Please answer these questions from the text on Justice Roberts' votes, one per line:
1. In which case did Justice Roberts provide the majority opinion on June 28, 2012?
2. How did Justice Roberts vote in United States v. Windsor?
3. Which states brought the case seeking to deny Medicaid funding to Planned Parenthood?
··· SELECTED EXTRACT ···
On June 28, 2012, Justice Roberts provided the majority opinion in National Federation of Independent Business v. Sebelius. The decision upheld the Patient Protection and Affordable Care Act by a 5–4 vote, crushing the hopes of conservatives everywhere that Obamacare would be rendered moot because it was not constitutional.

Considering his track record, Justice Roberts’ vote flummoxed many Supreme Court watchers.

On any Friday after justices hear oral arguments on cases, behind closed doors, they traditionally poll the members of the court to see where each justice stands. The chief justice then assigns research and opinion writing duties to a justice among the majority. It is widely believed that after hearing arguments on Obamacare, Justice Roberts was part of a 5-4 majority that initially believed the case was unconstitutional and assigned himself opinion-writing duties but that he later changed his vote for reasons unknown. Did Justice Roberts change his vote? If so, why? Who … or what, influenced his decision?

In 2013, Justice Roberts wrote the 5-4 majority opinion that the appellants seeking to uphold Proposition 8 in California did not have standing and the lower courts’ rulings were allowed to stand and same-sex marriages officially became the norm in California. Conversely, Justice Roberts dissented in United States v. Windsor in which the 5-4 majority ruled that key parts of the Defense of Marriage Act were unconstitutional. The case allowed the federal government to recognize same-sex marriages. He also was in the minority in the Obergefell v. Hodges case, again 5-4, that same-sex couples had a right to marry. Thus Roberts voted three times on gay marriage issues.

Where his vote was needed, Justice Roberts was in the 5-4 majority supporting gay marriage. In those cases where 5 votes existed without him, he voted against. At best it is curious. Is it really so far-fetched in today’s brutal world of politics that someone with leverage influenced the chief justice’s decision-making on select cases?

In December 2018, Justices Roberts and Brett Kavanaugh joined the court’s four liberal justices in a denial for writ of certiorari, declining to hear a case brought by the states of Louisiana and Kansas to deny Medicaid funding to Planned Parenthood. Because the Supreme Court declined to hear the case, the lower court rulings in favor of Planned Parenthood still stand.
··· MATERIAL PROVIDED ···
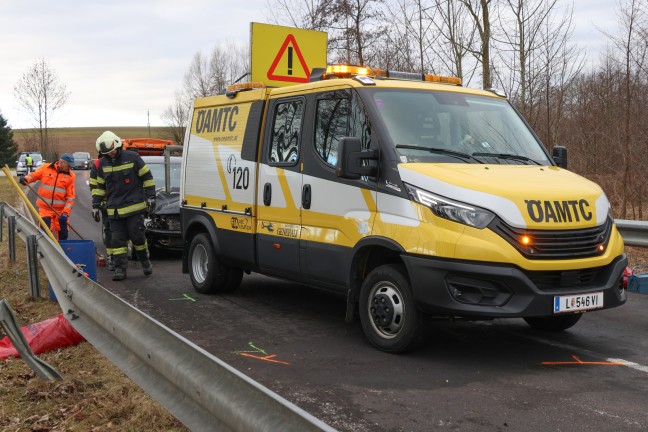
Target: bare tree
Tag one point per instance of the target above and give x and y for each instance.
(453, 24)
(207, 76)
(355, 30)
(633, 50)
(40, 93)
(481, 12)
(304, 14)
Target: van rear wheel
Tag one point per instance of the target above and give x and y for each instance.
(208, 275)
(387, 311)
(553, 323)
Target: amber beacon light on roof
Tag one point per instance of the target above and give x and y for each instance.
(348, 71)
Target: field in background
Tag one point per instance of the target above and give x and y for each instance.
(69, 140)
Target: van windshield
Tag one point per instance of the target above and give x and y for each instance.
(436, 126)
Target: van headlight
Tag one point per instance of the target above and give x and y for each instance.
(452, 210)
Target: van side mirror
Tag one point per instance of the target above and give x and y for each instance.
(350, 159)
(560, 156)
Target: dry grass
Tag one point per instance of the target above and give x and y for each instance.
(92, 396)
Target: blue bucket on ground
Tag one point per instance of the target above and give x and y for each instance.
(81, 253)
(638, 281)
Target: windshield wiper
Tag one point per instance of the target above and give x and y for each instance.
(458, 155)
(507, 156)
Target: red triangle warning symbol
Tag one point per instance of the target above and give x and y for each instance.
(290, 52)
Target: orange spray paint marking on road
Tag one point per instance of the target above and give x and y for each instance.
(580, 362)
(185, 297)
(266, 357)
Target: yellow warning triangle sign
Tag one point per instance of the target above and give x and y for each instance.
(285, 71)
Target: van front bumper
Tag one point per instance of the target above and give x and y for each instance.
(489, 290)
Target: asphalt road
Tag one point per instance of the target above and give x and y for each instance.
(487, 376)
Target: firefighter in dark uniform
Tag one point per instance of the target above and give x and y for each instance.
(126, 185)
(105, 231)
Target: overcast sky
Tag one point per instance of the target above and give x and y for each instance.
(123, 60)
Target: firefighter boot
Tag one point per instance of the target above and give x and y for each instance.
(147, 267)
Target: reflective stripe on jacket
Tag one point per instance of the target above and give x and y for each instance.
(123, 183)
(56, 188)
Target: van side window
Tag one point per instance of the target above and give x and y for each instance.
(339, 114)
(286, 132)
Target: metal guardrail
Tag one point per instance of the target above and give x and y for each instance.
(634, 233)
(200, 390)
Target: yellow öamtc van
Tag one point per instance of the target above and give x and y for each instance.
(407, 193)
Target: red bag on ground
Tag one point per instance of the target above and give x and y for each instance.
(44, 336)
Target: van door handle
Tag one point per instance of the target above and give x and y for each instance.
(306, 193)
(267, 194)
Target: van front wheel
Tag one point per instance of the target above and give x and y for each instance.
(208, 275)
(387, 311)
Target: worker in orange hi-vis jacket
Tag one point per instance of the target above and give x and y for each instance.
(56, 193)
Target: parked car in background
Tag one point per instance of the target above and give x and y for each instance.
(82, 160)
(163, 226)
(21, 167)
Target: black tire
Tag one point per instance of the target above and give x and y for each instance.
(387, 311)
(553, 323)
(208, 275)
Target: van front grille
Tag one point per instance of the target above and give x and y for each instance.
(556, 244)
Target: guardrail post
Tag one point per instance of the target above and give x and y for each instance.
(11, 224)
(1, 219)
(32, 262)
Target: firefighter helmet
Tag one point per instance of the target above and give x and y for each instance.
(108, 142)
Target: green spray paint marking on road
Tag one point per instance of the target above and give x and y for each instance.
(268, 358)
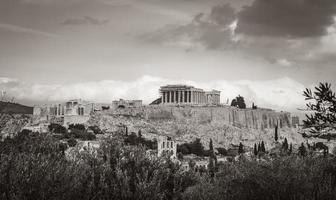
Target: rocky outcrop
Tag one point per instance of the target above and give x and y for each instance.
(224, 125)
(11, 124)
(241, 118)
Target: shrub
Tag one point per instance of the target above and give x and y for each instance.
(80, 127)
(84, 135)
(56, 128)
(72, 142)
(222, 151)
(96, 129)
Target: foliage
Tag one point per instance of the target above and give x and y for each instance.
···
TASK SOLUTION.
1. National Federation of Independent Business v. Sebelius
2. He dissented.
3. Louisiana and Kansas